> Page text:

Having temporarily stopped my two weekly sessions of chemotherapy Avastin and Capicitabine in mid- January, with the intent of aiming for a hip revision, which I had been told I needed in 2015, I eventually had a type of Petscan, paid for privately, which would show any problems with the bones.
The result was that I had no bone cancer or arthritis, and that the hip had now fully healed. Around the hip area though, there was something amiss still, as that area was brilliantly highlighted on the scan.
I saw the private surgeon for these results. He said that the problem was most likely due to the metal cables which are used to keep the setting bones in place at the time of the operation, and that they now were cutting into the interior of the hip and causing the pain and mobility problems which I had been beset by for the past three years, since the operation.
I kept the consultation which I had been given by the NHS to see an orthopaedic surgeon also, prior to the private consultation. This surgeon repeated the same as he had done in the past year that he did not believe a hip revision would be wise and that he would not recommend one for me. He said I could not go on his list.
This surgeon did not examine me nor offer me a new scan or up to date x-ray of any kind at all. He advised me to get back on my chemotherapy. He could offer me nothing.
The private consultant, one who also works for the NHS, (they actually know each other), said that he could remove the metal cables in a thirty minute operation if I was paying privately. I asked him if he would carry it out. He said he could but not until 28 April, so this would mean, allowing for a month of healing after the operation, a period of four and a half months off chemotherapy. I underwent a preoperative assessment which showed good results, blood pressure 128 over 82, BMI 22.1, cholesterol normal, no diabetes, no heart problems, in fact all extremely encouraging. The oncologist had estimated that I should only be off chemo for three months. I was concerned now. As the time for the operation drew near I began to experience the most severe pains in my liver and back and shoulder. I discussed this with the oncologist and decided to cancel the operation and return to the chemotherapy straight away, which I began again at the end of April. I followed my gut feeling that this was the right thing to do following the pains in my liver.
The secretary to the private consultant was very concerned and advised me to pencil in a date at the end of the summer, so if I were in a good position with the liver, I could still have the metal cables removed.
She also said that the NHS Derriford appears not to be carrying out much in the way of hip or knee operations at present, and only doing critical operations. Last week the private secretary phoned to ask how I was. I thought it was really kind of her.

> Work to complete:
1. According to the hip surgery account, what did the private surgeon say was most likely causing the pain and mobility problems?
2. Return the passage of the hip surgery account between "She also said" and "kind of her.", inclusive.
3. For each statement, say whether the hip surgery account agrees with it. Answer yes or no, and quote the words from the account that decide it.
(a) The scan showed bone cancer in the hip.
(b) The private consultant also works for the NHS.
(c) The NHS orthopaedic surgeon offered a new scan or an up-to-date x-ray.

> Record extracts:
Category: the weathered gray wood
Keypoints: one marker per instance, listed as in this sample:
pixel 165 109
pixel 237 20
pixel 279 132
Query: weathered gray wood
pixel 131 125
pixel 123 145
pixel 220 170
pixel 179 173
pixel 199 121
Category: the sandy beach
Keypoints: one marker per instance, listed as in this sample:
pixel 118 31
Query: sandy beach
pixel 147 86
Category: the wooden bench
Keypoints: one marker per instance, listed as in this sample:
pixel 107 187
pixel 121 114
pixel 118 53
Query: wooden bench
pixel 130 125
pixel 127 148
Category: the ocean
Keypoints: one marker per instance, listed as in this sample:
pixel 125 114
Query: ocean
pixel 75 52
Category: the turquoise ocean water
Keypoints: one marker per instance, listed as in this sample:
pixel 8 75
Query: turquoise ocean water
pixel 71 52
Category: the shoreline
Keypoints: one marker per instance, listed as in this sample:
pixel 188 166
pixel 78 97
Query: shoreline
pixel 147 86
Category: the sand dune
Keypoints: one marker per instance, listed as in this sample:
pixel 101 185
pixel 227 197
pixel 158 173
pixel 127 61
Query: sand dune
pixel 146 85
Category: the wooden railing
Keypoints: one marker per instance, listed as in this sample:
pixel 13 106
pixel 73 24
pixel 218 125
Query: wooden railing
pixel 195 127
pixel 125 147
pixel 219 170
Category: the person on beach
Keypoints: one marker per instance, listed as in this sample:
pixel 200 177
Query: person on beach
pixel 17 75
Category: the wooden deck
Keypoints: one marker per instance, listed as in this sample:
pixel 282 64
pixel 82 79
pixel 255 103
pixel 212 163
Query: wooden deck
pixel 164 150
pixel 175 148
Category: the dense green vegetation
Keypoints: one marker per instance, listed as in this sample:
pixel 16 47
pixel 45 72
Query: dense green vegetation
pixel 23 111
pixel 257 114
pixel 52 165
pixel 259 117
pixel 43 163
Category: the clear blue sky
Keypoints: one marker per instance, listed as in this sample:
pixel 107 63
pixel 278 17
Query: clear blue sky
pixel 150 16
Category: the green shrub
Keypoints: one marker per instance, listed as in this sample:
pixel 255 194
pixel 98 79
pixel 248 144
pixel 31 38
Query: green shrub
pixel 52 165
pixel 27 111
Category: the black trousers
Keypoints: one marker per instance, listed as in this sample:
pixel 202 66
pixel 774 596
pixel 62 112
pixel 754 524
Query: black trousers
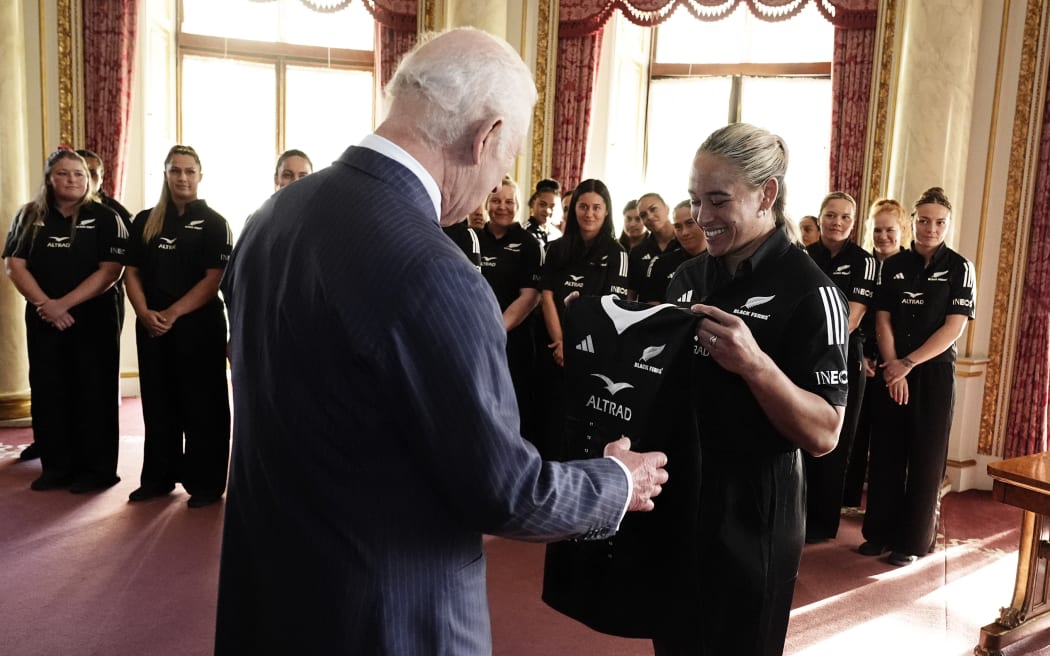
pixel 185 395
pixel 751 531
pixel 74 381
pixel 521 360
pixel 909 447
pixel 857 469
pixel 825 475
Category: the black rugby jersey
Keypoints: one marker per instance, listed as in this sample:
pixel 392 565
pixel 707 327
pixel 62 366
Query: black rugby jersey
pixel 627 373
pixel 642 255
pixel 919 297
pixel 465 237
pixel 658 274
pixel 177 258
pixel 61 257
pixel 853 270
pixel 509 263
pixel 602 270
pixel 797 316
pixel 537 231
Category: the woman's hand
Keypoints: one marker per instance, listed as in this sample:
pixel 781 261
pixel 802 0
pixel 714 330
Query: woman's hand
pixel 728 339
pixel 55 313
pixel 869 365
pixel 155 323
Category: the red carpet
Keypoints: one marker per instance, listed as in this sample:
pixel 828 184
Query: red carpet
pixel 93 574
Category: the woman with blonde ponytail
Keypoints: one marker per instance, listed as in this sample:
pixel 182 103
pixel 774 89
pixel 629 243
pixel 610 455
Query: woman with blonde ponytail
pixel 63 255
pixel 176 253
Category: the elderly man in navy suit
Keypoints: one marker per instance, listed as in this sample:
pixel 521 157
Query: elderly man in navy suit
pixel 376 436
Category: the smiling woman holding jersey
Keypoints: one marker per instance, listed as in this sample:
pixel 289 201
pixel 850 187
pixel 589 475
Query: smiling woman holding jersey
pixel 924 299
pixel 63 255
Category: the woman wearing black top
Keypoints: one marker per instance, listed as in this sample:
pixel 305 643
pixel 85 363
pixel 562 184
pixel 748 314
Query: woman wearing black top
pixel 176 253
pixel 510 260
pixel 924 298
pixel 63 255
pixel 853 272
pixel 589 260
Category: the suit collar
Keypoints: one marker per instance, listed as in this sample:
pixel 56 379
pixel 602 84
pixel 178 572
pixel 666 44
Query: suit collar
pixel 390 149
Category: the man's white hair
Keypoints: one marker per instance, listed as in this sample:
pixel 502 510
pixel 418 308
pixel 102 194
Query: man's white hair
pixel 457 88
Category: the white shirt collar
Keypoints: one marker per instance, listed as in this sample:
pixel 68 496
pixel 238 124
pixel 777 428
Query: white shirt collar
pixel 387 148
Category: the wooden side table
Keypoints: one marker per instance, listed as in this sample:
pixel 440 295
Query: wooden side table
pixel 1023 482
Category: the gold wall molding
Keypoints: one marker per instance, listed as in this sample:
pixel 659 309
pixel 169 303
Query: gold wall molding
pixel 427 18
pixel 15 406
pixel 1016 220
pixel 546 82
pixel 880 124
pixel 989 162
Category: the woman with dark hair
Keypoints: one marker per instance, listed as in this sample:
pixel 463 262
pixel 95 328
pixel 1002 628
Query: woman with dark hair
pixel 587 259
pixel 176 253
pixel 887 223
pixel 63 254
pixel 768 357
pixel 809 230
pixel 541 207
pixel 853 270
pixel 924 299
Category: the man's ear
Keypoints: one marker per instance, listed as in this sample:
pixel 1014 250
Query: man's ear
pixel 771 189
pixel 485 138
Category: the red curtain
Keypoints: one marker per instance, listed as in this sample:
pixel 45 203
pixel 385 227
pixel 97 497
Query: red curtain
pixel 395 34
pixel 580 45
pixel 109 45
pixel 576 71
pixel 1026 423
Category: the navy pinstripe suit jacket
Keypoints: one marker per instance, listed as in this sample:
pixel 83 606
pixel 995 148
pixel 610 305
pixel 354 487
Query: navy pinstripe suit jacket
pixel 376 435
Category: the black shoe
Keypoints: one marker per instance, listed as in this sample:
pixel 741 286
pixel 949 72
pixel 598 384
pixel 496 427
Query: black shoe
pixel 149 491
pixel 200 501
pixel 900 558
pixel 50 482
pixel 872 549
pixel 90 484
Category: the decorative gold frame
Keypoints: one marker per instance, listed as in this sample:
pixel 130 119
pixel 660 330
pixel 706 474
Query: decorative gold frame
pixel 1016 218
pixel 69 28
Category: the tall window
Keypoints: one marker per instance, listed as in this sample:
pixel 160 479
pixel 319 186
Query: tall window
pixel 705 75
pixel 257 78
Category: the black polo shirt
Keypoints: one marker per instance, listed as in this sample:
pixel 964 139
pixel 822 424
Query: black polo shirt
pixel 60 256
pixel 597 270
pixel 179 257
pixel 537 231
pixel 797 316
pixel 465 237
pixel 853 270
pixel 642 255
pixel 919 297
pixel 627 373
pixel 510 263
pixel 658 274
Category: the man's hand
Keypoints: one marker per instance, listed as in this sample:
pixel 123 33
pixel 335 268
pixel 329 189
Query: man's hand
pixel 647 470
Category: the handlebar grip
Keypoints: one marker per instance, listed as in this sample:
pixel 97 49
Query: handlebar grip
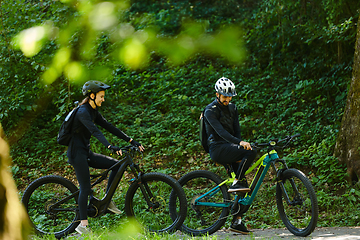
pixel 296 135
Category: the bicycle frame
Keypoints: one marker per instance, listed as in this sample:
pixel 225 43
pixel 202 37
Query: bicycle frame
pixel 100 205
pixel 264 161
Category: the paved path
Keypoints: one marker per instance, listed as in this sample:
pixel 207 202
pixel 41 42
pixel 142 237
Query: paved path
pixel 333 233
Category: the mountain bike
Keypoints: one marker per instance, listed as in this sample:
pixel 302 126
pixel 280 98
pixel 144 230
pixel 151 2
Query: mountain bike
pixel 209 203
pixel 51 201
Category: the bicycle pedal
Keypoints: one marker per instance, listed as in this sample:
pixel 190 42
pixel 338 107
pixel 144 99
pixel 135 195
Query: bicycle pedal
pixel 131 180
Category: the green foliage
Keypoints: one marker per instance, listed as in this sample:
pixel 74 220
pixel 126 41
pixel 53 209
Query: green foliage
pixel 294 80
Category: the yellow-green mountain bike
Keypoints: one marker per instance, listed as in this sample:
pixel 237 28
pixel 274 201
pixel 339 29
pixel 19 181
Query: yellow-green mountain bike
pixel 209 203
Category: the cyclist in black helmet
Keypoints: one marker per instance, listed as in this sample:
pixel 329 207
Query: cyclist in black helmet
pixel 79 154
pixel 225 143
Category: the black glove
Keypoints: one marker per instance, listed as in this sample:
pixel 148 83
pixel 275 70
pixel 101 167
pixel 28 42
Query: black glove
pixel 135 143
pixel 114 149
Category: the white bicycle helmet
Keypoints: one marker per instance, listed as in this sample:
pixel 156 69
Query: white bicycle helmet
pixel 226 87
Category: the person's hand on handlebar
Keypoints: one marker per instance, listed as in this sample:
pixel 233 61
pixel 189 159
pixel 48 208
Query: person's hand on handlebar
pixel 245 145
pixel 115 149
pixel 137 144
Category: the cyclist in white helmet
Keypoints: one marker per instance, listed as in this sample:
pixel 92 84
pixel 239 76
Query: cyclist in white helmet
pixel 225 143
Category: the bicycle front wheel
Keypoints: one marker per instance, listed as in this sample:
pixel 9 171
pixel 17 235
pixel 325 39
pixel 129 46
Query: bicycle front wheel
pixel 148 202
pixel 49 216
pixel 204 219
pixel 297 202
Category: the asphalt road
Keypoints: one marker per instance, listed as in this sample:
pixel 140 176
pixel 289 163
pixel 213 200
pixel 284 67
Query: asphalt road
pixel 333 233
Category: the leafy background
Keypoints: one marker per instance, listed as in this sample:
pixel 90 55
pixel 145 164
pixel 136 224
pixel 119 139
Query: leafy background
pixel 299 57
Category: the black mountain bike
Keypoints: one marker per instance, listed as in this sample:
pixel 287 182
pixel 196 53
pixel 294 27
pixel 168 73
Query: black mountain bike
pixel 209 203
pixel 51 201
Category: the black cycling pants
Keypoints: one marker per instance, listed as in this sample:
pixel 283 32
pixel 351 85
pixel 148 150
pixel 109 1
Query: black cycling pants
pixel 235 155
pixel 81 165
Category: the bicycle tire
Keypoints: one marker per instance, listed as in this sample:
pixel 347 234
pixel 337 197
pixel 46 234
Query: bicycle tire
pixel 301 214
pixel 156 218
pixel 205 219
pixel 38 198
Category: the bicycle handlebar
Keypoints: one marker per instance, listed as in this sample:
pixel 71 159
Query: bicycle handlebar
pixel 273 143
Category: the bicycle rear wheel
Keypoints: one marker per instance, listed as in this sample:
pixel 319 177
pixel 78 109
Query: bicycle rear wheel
pixel 148 202
pixel 203 220
pixel 47 217
pixel 297 202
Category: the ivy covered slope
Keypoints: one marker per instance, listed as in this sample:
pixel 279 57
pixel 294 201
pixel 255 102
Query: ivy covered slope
pixel 294 80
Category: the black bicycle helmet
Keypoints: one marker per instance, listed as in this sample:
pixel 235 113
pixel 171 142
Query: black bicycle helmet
pixel 94 87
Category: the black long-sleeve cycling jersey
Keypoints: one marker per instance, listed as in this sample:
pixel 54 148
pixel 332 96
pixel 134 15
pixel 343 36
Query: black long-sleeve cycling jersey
pixel 222 123
pixel 84 126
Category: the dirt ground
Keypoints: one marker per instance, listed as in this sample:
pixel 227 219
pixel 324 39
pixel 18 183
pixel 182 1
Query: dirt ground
pixel 333 233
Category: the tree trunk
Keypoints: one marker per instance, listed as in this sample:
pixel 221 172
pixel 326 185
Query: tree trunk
pixel 347 147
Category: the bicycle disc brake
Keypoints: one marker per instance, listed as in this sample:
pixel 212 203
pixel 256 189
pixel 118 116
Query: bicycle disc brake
pixel 156 204
pixel 198 208
pixel 49 210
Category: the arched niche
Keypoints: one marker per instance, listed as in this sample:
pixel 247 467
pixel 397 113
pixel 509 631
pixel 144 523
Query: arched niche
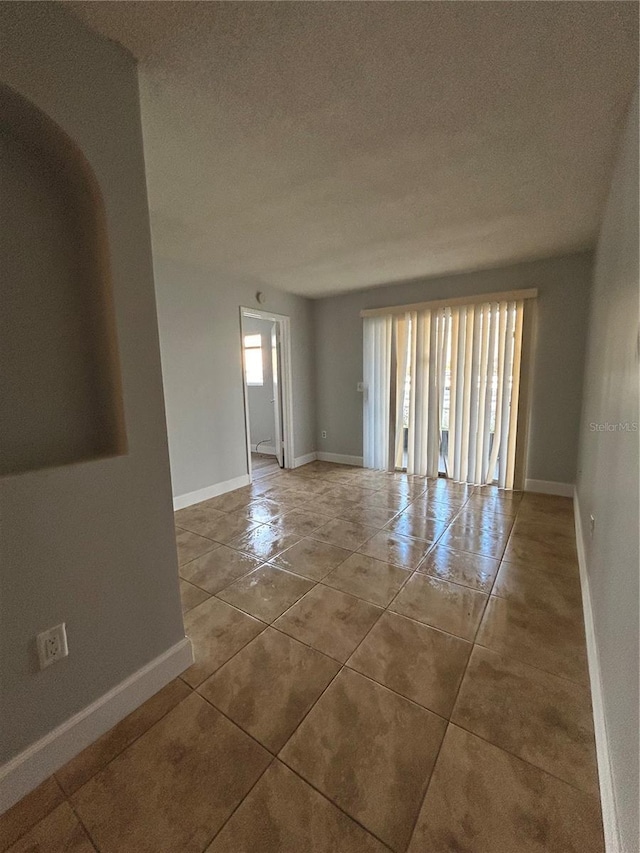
pixel 60 388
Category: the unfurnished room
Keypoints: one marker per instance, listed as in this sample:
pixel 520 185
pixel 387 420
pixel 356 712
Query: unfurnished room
pixel 319 406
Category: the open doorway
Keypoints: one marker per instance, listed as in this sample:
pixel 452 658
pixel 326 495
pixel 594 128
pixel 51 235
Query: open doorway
pixel 266 362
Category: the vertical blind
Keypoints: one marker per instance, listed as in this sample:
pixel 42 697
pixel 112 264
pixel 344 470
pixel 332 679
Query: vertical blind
pixel 445 380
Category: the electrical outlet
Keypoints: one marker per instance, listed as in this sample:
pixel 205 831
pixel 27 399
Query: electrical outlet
pixel 52 645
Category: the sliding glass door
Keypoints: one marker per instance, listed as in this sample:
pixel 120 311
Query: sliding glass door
pixel 442 390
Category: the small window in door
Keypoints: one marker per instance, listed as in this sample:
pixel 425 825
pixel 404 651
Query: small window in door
pixel 253 359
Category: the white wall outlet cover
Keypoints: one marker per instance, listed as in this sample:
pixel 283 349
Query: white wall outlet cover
pixel 52 645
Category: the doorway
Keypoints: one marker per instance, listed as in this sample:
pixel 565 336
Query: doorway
pixel 265 342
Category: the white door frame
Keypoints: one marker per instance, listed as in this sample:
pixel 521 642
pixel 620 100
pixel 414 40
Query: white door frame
pixel 284 324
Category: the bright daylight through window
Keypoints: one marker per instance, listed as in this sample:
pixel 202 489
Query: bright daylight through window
pixel 253 359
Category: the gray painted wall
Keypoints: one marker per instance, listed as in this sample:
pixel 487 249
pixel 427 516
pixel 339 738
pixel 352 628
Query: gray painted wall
pixel 261 411
pixel 608 475
pixel 563 285
pixel 199 317
pixel 91 544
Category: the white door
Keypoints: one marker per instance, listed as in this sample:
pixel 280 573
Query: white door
pixel 277 392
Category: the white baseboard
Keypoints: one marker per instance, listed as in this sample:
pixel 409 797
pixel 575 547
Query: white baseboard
pixel 267 449
pixel 607 796
pixel 182 501
pixel 339 458
pixel 549 487
pixel 304 460
pixel 29 768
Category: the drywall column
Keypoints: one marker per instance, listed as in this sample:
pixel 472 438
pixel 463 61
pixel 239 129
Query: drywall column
pixel 607 486
pixel 89 543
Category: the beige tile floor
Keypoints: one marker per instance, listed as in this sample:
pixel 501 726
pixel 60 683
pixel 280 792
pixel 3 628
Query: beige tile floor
pixel 382 662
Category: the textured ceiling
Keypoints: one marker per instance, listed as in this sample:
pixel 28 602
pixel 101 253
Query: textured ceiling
pixel 322 147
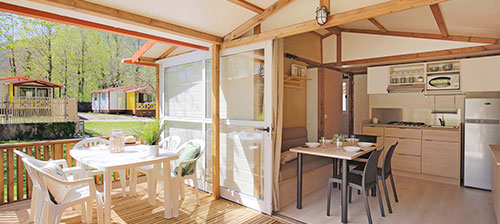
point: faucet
(441, 121)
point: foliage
(82, 60)
(151, 132)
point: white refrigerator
(482, 118)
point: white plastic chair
(36, 195)
(83, 192)
(88, 171)
(171, 144)
(196, 142)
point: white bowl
(313, 144)
(328, 141)
(365, 144)
(351, 148)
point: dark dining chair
(384, 173)
(361, 182)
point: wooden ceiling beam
(377, 24)
(23, 11)
(380, 9)
(167, 53)
(248, 5)
(438, 16)
(142, 50)
(130, 18)
(257, 20)
(482, 40)
(449, 52)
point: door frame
(263, 205)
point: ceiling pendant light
(322, 15)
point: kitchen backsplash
(417, 107)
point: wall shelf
(295, 81)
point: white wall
(361, 102)
(312, 104)
(361, 46)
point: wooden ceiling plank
(256, 20)
(438, 16)
(248, 5)
(380, 9)
(5, 7)
(142, 50)
(449, 52)
(377, 24)
(130, 18)
(482, 40)
(167, 53)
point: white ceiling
(219, 17)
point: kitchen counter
(415, 127)
(495, 152)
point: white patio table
(134, 156)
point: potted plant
(150, 135)
(338, 139)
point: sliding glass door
(245, 112)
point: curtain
(278, 73)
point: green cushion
(189, 152)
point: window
(26, 92)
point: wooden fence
(15, 184)
(30, 110)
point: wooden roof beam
(377, 24)
(142, 50)
(380, 9)
(167, 53)
(130, 18)
(449, 52)
(257, 20)
(482, 40)
(247, 5)
(438, 16)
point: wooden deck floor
(137, 210)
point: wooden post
(157, 98)
(215, 121)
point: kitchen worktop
(414, 127)
(495, 152)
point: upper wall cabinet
(378, 80)
(480, 74)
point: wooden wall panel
(332, 102)
(306, 45)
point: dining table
(100, 157)
(335, 152)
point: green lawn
(105, 128)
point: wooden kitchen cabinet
(409, 163)
(441, 158)
(480, 74)
(377, 80)
(403, 132)
(405, 146)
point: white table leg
(133, 181)
(107, 197)
(167, 196)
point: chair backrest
(39, 163)
(366, 138)
(88, 142)
(370, 172)
(386, 166)
(170, 143)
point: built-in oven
(443, 82)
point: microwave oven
(443, 82)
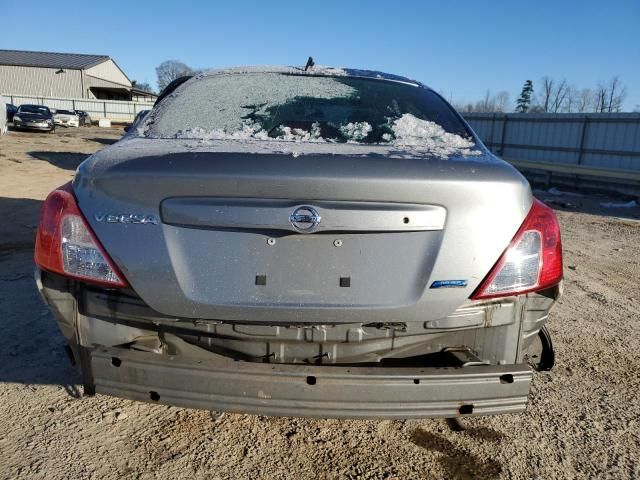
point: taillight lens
(533, 260)
(66, 245)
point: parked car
(85, 118)
(34, 117)
(4, 114)
(66, 118)
(329, 242)
(11, 111)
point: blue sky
(461, 48)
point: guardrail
(596, 151)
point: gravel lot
(582, 422)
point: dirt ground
(583, 420)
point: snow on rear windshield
(303, 108)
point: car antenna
(310, 64)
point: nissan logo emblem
(305, 218)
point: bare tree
(501, 101)
(169, 70)
(141, 86)
(558, 97)
(617, 94)
(546, 93)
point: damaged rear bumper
(220, 383)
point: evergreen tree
(525, 97)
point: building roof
(76, 61)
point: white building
(65, 75)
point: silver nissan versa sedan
(306, 242)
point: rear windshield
(34, 109)
(307, 108)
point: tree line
(551, 96)
(554, 96)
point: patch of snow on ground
(411, 131)
(556, 192)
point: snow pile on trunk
(410, 131)
(356, 131)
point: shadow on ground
(590, 204)
(65, 160)
(456, 461)
(20, 217)
(104, 141)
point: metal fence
(115, 110)
(593, 148)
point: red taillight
(66, 245)
(531, 262)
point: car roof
(316, 70)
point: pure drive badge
(139, 218)
(449, 284)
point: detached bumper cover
(219, 383)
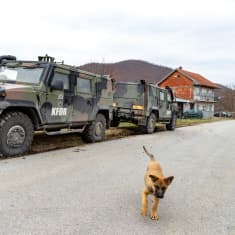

> Solved problems:
1. The metal cables used to hold the setting bones in place during the operation, which were now cutting into the interior of the hip.

2.
She also said that the NHS Derriford appears not to be carrying out much in the way of hip or knee operations at present, and only doing critical operations. Last week the private secretary phoned to ask how I was. I thought it was really kind of her.

3.
(a) No: "The result was that I had no bone cancer or arthritis"
(b) Yes: "The private consultant, one who also works for the NHS"
(c) No: "This surgeon did not examine me nor offer me a new scan or up to date x-ray of any kind at all."